Begin

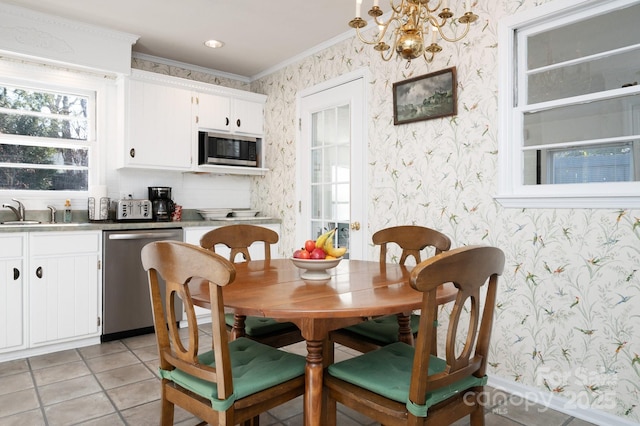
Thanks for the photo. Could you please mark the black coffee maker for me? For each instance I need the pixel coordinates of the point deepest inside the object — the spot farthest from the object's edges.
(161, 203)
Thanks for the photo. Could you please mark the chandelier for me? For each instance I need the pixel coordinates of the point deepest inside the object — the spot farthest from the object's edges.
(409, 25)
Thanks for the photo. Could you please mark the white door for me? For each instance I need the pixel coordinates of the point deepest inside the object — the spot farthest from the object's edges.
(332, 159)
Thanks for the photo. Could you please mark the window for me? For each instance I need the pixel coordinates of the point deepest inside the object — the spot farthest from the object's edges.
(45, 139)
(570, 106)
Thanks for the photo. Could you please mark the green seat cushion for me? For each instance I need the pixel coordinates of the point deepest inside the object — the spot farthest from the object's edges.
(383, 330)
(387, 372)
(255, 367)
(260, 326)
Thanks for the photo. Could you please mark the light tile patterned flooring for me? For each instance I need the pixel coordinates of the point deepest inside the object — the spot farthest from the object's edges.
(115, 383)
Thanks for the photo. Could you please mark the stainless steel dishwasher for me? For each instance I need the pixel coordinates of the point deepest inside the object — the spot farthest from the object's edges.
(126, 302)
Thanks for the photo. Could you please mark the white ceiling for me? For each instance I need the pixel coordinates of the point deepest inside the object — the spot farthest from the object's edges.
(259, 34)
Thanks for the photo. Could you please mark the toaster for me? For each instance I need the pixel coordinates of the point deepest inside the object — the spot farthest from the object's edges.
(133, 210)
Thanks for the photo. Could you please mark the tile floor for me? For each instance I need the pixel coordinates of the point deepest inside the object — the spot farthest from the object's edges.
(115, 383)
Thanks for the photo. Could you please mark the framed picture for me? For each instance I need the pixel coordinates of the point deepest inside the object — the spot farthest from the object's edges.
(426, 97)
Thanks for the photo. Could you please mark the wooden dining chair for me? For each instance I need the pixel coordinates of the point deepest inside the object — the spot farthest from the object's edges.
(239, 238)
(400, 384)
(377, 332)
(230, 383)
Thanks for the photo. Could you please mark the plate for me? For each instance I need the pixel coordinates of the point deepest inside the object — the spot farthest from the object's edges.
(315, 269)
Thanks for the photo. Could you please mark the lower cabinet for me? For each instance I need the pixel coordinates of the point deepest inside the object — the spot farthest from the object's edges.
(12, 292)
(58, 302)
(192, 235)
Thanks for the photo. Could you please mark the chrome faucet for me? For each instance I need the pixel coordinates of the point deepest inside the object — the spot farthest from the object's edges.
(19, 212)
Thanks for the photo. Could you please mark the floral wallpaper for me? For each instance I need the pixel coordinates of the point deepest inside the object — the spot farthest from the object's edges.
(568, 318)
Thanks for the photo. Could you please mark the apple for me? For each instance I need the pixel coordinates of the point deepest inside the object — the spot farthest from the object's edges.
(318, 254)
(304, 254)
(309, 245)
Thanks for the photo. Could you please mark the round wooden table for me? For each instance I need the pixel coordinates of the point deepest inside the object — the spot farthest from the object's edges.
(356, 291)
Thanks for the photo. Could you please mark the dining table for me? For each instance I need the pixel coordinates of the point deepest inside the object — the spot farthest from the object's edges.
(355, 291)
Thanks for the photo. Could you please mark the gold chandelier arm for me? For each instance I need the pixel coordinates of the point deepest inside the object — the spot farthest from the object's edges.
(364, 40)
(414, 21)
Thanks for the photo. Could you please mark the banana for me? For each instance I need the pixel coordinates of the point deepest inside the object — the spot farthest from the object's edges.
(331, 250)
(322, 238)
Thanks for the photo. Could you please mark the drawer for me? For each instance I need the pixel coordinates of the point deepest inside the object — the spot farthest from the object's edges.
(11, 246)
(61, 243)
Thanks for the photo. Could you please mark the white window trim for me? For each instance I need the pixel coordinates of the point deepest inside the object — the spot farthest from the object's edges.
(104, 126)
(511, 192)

End

### Exercise goal
Recast the listing above as a Markdown table with the columns Num and Text: number each line in Num, put the line itself in Text, and skip blank lines. Leave the pictures out of the table.

### Output for this task
| Num | Text |
|---|---|
| 1 | Thanks for the photo. Could you please mark the black coffee maker for me? For each instance I need the pixel coordinates of the point deepest inside the object — the spot farthest from the object's edges. |
| 2 | (161, 203) |
| 3 | Thanks for the photo. Could you please mark the chandelier for me? For each instance I need the pixel coordinates of the point deepest inside the object — the spot farthest from the object's edges. |
| 4 | (409, 25) |
| 5 | Thanks for the photo. Could you please mark the white door for me? For each instance I need the pixel coordinates of the point deepest inside the object — the spot farthest from the object's edges. |
| 6 | (332, 159) |
| 7 | Thanks for the photo. Could you please mark the window for me? For each instance I need the pixel coordinates of the point deepest inside the object — the spot farthest from the object's edges. |
| 8 | (45, 139) |
| 9 | (570, 106) |
| 10 | Thanks for the photo. Could you please mark the green seat cushion for me? For each instance I need the pixel coordinates of the point deepest inside the object — the spot farthest from the object's edges. |
| 11 | (383, 330) |
| 12 | (387, 372) |
| 13 | (255, 367) |
| 14 | (260, 326) |
| 15 | Thanks for the photo. Could you please mark the light tile patterned flooring for me? For each instance I need the pixel coordinates of the point deepest inside the object — the spot farthest from the object's edges. |
| 16 | (115, 383) |
| 17 | Thanks for the photo. Could you please mark the stainless steel dishwasher for me? For each instance I need the pixel coordinates of the point deepest inside the object — the spot farthest from the object's edges. |
| 18 | (126, 302) |
| 19 | Thanks for the photo. Could you please mark the white ceiling for me? For each instance I need the pixel coordinates of the point deepest inside the object — the spot farthest from the object's edges. |
| 20 | (259, 34) |
| 21 | Thanks for the photo. Could you please mark the toaster for me? For each instance I need the pixel coordinates of the point deepest inside the object — the spot farthest from the object's edges. |
| 22 | (133, 210) |
| 23 | Thanks for the photo. Could you please mark the tile floor for me? For each instance I need the pixel coordinates of the point deepest inside the object — the spot farthest from the object's edges. |
| 24 | (115, 383) |
| 25 | Thanks for the photo. Could you please mark the framed picture for me? For each instance I need the pixel coordinates of the point deepest inside the object — the spot farthest from the object's edges. |
| 26 | (426, 97) |
| 27 | Thanks for the photo. Could you please mark the wooden dining chair for me? For each instance I need the pixel coordinates of the point deepest inside the object — the spot farthest from the object's edges. |
| 28 | (239, 238) |
| 29 | (400, 384) |
| 30 | (377, 332) |
| 31 | (230, 383) |
| 32 | Thanks for the photo. Could you please mark the plate for me? For each instance I need the pixel coordinates of the point deepest inside the object — the spot farthest from the object's edges. |
| 33 | (315, 269) |
| 34 | Thanks for the photo. Could you please mark the lower cabinet for me? For each instance I need the pixel coordinates of the point deepest inside the object — the spot farthest from the object's edges. |
| 35 | (12, 292) |
| 36 | (58, 302) |
| 37 | (192, 235) |
| 38 | Thanks for the photo. Could you please mark the chrome faucet for me? For each instance I need the pixel coordinates of the point deepest inside the object — the spot farthest from the object's edges. |
| 39 | (19, 212) |
| 40 | Thanks for the photo. Could you please mark the floral wallpaper for me? For each instance I need the pixel coordinates of the point deepest inside the object — the spot farthest from the object's edges. |
| 41 | (568, 318) |
| 42 | Thanks for the photo. Could you please mark the apple for me? For each instance I need the pixel coordinates of the point deepest inside the object — the spot farthest from the object's edges. |
| 43 | (318, 254) |
| 44 | (304, 254) |
| 45 | (309, 245) |
| 46 | Thanks for the photo. Could you please mark the round wooden table for me? For each instance I need the pixel coordinates of the point deepest inside the object — the spot farthest from the object's edges. |
| 47 | (356, 291) |
| 48 | Thanks for the photo. Could you please mark the dining table for me? For each instance I need the pixel coordinates of the point deepest inside the object — the spot farthest from the object's edges. |
| 49 | (355, 291) |
| 50 | Thanks for the photo. Could you please mark the gold chandelier arm for me? For each instance I need the pixel coordinates of the point deepest inside the object — the spot farthest from the object's edges. |
| 51 | (364, 40) |
| 52 | (414, 21) |
| 53 | Thanks for the photo. Could you please mark the banana for me? For each instance I need the pixel coordinates of the point deepest inside the object — the spot farthest from the object's edges. |
| 54 | (331, 250) |
| 55 | (322, 238) |
| 56 | Thanks for the photo. Could you please mark the drawer for me? For each instance I need the pixel coordinates of the point deepest inside the object — the spot farthest from the object's edges. |
| 57 | (11, 246) |
| 58 | (61, 243) |
| 59 | Thanks for the photo. Could you please mark the white window trim for me? For each instance I need the pixel coordinates of the point deepest inside the object — the spot farthest from the object's edges. |
| 60 | (104, 126) |
| 61 | (511, 192) |